Report how many lines of the items below contain the string "outside". Give only the number.

[Excerpts of location labeling data]
## START
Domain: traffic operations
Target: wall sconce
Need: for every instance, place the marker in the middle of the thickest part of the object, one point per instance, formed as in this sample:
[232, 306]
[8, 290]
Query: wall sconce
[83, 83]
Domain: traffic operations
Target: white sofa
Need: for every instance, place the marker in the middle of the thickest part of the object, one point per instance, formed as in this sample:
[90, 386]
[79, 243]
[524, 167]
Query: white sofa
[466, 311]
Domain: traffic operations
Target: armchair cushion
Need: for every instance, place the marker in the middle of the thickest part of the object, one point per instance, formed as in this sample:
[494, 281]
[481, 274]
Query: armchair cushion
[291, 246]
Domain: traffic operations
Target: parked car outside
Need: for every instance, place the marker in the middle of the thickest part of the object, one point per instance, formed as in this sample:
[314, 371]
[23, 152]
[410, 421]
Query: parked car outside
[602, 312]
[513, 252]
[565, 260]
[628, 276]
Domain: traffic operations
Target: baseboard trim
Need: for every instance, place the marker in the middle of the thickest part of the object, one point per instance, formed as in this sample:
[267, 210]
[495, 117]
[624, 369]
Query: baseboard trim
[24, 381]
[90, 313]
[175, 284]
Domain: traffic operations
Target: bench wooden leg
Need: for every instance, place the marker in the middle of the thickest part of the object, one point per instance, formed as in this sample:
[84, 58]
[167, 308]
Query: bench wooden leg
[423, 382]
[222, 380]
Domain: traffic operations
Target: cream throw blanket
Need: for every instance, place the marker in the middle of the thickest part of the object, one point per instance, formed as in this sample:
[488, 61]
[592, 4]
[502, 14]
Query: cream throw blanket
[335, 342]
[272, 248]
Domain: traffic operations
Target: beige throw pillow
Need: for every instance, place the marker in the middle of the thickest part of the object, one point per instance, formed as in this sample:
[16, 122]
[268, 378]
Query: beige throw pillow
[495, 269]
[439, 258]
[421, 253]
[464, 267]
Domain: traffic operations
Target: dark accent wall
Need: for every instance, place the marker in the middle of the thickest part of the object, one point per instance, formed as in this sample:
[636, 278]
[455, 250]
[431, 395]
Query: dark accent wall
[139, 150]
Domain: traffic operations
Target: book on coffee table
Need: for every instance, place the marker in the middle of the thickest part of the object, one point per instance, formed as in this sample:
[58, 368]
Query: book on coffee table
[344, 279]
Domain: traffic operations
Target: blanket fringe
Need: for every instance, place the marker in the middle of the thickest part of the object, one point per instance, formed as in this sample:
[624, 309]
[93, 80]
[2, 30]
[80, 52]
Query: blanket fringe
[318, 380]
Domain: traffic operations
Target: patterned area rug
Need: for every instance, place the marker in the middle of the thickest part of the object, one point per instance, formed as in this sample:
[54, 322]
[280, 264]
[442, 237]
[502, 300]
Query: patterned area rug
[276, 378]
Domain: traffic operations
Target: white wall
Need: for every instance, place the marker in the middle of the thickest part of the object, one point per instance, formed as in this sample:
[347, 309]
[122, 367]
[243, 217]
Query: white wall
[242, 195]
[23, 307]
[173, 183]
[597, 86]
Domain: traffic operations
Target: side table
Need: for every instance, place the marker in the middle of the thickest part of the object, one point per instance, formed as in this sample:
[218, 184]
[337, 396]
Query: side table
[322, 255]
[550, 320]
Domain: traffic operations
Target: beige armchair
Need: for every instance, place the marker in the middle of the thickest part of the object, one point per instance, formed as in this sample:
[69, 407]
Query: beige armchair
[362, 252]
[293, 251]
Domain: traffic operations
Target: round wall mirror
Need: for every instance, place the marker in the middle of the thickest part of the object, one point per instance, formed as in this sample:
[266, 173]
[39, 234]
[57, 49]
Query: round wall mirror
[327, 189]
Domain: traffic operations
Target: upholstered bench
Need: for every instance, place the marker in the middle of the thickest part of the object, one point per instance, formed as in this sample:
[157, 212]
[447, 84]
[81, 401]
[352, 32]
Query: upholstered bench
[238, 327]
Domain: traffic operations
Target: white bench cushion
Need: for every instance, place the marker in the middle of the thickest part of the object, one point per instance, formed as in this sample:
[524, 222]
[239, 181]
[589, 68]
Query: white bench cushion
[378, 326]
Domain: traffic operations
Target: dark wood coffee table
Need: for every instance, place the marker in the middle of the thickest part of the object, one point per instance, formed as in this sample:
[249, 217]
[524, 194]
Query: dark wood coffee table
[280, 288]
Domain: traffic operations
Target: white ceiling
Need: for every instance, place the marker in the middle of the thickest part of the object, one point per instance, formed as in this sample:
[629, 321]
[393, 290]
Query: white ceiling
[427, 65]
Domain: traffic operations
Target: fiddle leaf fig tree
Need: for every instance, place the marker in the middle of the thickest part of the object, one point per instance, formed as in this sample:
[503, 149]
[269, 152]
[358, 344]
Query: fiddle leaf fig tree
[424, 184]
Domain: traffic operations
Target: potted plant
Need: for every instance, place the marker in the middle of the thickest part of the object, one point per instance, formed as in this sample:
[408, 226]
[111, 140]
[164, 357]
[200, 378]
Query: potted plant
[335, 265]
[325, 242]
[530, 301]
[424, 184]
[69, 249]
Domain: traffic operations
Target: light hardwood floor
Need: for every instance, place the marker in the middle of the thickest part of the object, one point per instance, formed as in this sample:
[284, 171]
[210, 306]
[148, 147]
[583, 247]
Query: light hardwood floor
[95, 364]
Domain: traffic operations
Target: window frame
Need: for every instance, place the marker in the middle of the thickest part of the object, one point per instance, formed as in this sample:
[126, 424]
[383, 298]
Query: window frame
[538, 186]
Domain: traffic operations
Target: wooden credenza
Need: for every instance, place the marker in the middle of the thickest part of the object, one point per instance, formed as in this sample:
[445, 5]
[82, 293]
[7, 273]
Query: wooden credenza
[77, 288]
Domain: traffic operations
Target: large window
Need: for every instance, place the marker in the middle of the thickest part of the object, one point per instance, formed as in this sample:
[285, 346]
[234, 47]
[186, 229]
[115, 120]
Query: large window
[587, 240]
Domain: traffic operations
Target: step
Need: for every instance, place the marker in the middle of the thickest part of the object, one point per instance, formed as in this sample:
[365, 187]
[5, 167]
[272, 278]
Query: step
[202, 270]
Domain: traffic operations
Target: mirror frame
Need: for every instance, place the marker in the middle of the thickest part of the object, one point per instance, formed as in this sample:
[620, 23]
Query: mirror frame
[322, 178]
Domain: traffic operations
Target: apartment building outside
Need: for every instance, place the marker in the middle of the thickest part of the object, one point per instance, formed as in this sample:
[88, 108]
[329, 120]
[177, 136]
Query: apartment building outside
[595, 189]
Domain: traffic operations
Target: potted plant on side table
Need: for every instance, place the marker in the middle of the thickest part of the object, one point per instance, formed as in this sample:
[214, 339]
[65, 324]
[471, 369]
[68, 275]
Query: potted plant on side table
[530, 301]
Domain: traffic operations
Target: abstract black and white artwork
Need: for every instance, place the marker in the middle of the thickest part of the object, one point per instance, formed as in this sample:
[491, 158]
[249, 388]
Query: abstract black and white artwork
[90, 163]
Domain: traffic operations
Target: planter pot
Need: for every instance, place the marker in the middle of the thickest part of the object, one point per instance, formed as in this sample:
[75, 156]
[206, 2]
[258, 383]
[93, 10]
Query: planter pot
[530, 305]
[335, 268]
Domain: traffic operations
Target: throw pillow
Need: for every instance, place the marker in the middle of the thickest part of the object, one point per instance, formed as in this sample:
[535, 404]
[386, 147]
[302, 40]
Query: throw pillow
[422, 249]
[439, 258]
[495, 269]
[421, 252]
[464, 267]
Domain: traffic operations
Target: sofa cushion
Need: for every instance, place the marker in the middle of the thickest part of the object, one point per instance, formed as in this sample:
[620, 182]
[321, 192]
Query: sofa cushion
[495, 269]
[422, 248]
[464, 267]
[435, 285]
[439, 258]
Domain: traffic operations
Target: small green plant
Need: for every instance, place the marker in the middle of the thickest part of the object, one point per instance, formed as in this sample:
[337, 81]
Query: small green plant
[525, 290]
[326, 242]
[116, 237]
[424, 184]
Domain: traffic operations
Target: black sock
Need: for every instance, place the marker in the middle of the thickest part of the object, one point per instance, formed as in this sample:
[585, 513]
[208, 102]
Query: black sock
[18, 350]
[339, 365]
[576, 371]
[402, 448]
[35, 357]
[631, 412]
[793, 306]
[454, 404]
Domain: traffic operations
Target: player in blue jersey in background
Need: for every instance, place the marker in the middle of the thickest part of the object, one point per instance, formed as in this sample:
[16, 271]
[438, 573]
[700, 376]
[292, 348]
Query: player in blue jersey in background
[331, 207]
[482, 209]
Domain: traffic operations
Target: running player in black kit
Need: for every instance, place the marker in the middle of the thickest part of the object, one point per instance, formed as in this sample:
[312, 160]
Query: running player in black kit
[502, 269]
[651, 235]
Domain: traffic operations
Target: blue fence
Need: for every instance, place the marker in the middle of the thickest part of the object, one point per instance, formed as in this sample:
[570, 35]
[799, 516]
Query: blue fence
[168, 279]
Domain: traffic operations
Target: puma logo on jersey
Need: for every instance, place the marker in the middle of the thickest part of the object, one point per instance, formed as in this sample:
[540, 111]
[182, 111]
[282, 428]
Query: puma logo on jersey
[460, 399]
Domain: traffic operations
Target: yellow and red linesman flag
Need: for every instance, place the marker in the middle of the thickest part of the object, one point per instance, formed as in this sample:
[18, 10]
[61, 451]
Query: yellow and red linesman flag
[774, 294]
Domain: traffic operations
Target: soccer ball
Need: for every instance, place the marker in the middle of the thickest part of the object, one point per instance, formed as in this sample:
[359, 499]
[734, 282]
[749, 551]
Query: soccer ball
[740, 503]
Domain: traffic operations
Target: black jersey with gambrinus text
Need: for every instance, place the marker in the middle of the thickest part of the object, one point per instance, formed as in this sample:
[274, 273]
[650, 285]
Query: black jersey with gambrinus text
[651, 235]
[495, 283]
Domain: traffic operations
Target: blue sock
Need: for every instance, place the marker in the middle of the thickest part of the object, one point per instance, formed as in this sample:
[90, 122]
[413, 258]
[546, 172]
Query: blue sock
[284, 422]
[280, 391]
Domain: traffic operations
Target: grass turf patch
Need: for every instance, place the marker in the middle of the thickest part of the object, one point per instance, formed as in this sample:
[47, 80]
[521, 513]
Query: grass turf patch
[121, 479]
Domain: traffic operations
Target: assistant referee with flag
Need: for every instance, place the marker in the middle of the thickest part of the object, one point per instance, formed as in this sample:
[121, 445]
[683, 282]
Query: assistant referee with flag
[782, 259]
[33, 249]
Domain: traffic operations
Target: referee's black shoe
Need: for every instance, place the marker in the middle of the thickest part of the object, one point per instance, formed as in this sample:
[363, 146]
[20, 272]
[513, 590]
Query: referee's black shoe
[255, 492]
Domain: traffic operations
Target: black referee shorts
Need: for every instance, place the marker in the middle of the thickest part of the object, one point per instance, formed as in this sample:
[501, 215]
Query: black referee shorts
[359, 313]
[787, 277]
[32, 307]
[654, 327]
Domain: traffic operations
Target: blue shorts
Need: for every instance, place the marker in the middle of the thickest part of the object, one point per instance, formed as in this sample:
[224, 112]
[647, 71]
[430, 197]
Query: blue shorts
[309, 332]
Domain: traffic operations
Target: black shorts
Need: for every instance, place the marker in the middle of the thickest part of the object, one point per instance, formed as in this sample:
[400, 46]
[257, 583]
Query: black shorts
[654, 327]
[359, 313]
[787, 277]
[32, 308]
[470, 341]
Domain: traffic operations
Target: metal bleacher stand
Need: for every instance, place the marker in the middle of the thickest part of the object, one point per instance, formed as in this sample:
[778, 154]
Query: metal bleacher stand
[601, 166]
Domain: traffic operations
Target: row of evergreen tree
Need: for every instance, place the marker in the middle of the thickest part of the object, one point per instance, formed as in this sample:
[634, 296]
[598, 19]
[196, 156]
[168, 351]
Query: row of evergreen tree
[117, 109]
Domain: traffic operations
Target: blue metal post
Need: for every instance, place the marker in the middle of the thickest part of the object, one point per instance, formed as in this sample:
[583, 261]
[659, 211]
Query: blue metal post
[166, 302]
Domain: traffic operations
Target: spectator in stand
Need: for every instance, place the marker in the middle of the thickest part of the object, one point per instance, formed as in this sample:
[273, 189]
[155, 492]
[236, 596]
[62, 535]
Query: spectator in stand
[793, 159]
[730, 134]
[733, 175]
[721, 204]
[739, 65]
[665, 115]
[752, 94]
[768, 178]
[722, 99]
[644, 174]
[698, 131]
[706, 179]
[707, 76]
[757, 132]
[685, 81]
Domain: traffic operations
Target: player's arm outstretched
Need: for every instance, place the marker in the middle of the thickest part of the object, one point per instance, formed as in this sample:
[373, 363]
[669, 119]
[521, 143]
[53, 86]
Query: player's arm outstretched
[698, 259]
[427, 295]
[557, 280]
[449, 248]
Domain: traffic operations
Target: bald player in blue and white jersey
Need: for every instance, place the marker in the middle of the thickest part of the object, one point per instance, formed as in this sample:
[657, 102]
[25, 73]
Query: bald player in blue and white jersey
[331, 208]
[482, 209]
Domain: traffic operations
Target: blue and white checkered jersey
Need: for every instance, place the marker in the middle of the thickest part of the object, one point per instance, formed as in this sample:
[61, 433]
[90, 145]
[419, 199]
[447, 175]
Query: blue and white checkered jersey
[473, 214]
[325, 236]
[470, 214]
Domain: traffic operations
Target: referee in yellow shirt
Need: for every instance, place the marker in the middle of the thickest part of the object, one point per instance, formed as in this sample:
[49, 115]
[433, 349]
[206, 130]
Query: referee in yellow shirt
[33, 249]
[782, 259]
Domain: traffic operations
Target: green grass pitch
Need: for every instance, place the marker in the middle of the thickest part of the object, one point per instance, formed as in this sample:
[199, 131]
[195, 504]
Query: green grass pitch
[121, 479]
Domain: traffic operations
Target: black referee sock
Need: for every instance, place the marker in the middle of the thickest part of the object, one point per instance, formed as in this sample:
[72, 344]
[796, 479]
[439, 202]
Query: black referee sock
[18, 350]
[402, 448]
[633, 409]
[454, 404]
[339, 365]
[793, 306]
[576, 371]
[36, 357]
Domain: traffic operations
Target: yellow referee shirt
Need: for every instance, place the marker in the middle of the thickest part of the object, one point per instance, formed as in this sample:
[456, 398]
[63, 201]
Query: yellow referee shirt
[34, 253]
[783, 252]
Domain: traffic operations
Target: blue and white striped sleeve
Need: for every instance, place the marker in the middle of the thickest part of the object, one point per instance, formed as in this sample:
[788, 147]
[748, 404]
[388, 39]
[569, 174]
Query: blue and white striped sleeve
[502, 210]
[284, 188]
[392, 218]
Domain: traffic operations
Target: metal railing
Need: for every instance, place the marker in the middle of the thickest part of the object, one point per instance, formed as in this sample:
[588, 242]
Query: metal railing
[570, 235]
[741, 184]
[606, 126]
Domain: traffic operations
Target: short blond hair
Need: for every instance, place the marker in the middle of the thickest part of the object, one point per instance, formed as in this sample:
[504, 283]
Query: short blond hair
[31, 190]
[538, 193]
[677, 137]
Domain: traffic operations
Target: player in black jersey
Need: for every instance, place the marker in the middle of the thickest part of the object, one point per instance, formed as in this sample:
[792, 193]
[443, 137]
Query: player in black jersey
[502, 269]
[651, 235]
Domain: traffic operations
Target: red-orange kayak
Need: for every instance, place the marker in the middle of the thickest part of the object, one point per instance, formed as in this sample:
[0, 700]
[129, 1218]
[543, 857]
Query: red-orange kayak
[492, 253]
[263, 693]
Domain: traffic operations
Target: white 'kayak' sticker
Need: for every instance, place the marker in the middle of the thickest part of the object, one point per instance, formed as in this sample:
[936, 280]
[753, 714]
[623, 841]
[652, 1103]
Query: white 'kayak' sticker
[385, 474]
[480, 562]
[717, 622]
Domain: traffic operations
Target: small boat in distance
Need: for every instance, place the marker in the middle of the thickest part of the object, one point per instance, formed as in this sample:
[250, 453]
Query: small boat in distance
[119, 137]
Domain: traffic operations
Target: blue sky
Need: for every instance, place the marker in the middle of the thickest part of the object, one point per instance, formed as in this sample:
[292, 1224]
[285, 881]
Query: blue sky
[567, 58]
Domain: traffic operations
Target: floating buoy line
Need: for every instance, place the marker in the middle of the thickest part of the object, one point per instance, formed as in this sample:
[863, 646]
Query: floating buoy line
## END
# Task answer
4